Exercise details: Starting at the line containing "Q: Where is a point on each instance of the high" and ending at the last line, reproduce those lines in full with every answer coordinate shifted by -135. Leave out the pictures.

Photo object pointing lines:
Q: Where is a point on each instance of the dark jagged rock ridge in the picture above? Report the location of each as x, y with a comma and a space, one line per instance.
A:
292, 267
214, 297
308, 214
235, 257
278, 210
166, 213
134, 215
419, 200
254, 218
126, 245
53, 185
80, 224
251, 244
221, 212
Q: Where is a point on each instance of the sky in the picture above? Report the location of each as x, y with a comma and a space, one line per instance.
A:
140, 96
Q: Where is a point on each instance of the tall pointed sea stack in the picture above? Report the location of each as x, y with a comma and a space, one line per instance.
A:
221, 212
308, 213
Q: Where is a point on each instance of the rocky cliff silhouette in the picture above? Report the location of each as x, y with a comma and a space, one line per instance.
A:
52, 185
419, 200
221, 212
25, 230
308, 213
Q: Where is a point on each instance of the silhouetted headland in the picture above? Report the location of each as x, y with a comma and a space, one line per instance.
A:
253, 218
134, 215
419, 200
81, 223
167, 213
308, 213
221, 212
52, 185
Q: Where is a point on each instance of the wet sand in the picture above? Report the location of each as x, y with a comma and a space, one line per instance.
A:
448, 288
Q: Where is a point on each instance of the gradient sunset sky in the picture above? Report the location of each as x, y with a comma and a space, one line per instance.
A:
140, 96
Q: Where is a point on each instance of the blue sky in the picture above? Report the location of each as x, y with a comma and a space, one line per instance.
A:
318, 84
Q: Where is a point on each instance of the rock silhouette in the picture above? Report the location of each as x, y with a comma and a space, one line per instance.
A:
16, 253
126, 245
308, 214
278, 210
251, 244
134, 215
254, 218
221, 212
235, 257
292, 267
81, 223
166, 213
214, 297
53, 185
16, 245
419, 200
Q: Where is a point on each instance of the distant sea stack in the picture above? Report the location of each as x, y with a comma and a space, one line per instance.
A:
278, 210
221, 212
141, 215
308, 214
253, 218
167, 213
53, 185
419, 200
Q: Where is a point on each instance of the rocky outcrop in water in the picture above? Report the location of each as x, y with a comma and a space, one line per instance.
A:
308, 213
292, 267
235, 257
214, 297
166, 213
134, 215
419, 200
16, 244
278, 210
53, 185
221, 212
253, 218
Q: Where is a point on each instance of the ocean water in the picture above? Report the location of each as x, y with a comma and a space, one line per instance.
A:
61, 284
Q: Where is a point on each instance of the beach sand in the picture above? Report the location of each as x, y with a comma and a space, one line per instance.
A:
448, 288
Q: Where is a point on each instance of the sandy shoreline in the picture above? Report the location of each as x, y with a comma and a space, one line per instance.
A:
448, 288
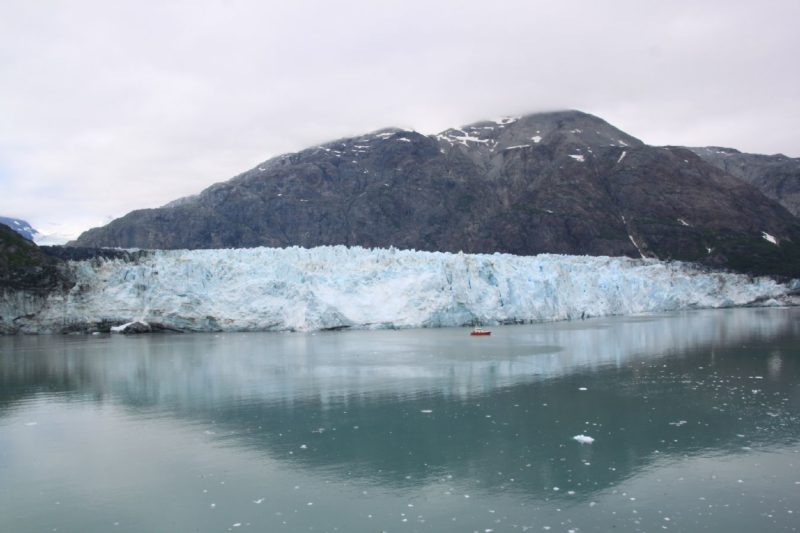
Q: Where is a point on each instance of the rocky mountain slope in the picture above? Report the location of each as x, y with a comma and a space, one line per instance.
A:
24, 266
20, 226
777, 176
564, 182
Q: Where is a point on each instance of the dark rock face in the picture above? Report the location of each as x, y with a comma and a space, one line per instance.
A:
777, 176
563, 182
20, 226
23, 265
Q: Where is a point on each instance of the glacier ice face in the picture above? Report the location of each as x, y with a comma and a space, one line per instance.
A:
335, 287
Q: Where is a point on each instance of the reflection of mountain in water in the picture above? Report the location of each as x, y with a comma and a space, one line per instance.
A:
399, 406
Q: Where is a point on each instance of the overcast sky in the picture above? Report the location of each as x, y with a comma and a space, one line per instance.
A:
110, 106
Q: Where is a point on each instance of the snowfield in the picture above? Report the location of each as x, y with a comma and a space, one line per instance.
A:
335, 287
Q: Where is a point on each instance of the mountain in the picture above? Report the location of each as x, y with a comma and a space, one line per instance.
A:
563, 182
777, 176
25, 267
20, 226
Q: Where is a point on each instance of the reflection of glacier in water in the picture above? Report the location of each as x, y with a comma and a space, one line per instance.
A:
690, 415
337, 287
290, 366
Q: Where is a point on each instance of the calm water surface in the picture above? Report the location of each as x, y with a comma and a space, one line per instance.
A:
695, 419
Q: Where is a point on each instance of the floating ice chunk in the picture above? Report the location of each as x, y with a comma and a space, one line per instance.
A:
768, 237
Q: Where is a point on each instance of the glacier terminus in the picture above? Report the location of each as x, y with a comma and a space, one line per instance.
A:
336, 287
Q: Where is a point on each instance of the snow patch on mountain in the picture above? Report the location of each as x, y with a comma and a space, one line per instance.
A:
336, 287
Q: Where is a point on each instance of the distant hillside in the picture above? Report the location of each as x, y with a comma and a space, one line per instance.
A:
564, 182
24, 266
777, 176
20, 226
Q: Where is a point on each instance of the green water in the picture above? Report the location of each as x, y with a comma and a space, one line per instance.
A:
695, 419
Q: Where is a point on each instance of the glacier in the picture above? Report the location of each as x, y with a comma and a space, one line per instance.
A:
333, 287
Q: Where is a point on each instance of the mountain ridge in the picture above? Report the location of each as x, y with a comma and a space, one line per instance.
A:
559, 182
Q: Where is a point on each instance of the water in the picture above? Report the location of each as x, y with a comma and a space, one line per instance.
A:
695, 419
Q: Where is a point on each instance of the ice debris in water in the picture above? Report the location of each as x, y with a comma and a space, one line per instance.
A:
336, 286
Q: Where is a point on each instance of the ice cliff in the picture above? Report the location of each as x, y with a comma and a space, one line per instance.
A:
337, 287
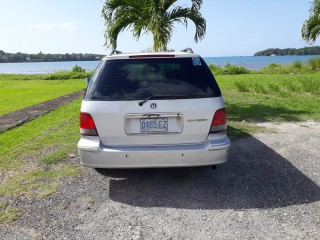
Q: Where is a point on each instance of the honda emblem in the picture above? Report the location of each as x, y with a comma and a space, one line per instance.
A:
153, 105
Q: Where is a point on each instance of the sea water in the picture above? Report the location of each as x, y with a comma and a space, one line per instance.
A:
249, 62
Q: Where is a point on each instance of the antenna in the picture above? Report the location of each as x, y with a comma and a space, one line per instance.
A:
188, 50
115, 51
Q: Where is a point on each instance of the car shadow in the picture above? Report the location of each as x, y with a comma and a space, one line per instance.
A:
254, 177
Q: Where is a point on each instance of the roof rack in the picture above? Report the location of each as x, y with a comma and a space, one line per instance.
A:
188, 50
115, 51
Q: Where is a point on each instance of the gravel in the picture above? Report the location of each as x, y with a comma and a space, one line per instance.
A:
269, 189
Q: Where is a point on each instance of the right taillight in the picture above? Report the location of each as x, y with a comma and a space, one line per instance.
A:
219, 121
87, 126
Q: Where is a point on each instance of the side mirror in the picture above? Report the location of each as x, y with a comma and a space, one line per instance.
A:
88, 81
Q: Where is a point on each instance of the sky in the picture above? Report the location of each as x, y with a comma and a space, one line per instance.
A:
234, 27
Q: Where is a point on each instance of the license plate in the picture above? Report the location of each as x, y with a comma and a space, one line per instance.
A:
154, 125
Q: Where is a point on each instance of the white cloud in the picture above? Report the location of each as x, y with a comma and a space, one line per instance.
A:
51, 26
68, 26
43, 27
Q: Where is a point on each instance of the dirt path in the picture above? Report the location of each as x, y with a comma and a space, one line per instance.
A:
22, 116
269, 189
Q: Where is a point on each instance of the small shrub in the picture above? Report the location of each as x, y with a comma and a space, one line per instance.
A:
216, 70
242, 86
260, 88
274, 87
314, 64
77, 68
235, 70
310, 85
293, 87
297, 64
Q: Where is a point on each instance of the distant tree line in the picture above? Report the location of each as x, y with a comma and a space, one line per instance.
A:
289, 51
41, 57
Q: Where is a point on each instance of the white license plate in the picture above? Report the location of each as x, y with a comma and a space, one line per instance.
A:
154, 125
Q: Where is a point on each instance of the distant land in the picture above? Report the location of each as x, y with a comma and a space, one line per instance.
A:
42, 57
289, 51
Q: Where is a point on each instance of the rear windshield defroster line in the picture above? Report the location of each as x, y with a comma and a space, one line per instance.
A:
138, 79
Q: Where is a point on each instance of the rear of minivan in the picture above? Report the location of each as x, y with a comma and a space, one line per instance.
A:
153, 110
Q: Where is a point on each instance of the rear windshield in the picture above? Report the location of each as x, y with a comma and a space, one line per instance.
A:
165, 78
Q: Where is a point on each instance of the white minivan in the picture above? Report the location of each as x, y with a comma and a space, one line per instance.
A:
153, 110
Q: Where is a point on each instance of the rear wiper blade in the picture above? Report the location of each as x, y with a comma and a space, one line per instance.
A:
145, 100
160, 96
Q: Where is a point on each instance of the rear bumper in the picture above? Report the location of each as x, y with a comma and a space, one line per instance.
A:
213, 151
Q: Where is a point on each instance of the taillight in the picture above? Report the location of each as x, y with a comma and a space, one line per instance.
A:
87, 126
219, 121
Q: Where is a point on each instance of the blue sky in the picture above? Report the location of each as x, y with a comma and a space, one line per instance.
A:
234, 28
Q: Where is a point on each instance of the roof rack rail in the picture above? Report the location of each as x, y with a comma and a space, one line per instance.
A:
115, 51
188, 50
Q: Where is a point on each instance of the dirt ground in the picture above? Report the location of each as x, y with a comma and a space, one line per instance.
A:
269, 189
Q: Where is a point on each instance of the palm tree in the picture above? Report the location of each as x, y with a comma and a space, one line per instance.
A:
311, 27
151, 16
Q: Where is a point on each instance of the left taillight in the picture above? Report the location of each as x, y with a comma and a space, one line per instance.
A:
219, 121
87, 126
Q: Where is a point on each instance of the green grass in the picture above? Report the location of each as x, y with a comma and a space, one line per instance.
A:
271, 97
8, 214
37, 182
17, 93
56, 133
31, 155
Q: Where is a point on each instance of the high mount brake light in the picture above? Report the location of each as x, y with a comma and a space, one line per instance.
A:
219, 121
87, 126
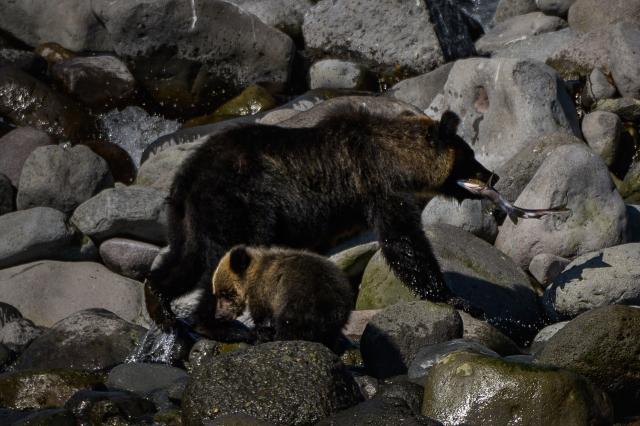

Complete response:
Q: Where is a point on each instance of the high mount brake light in the picture above? Report the location of each as x, y with a comma and a space, one line per instance.
A:
84, -14
-48, -9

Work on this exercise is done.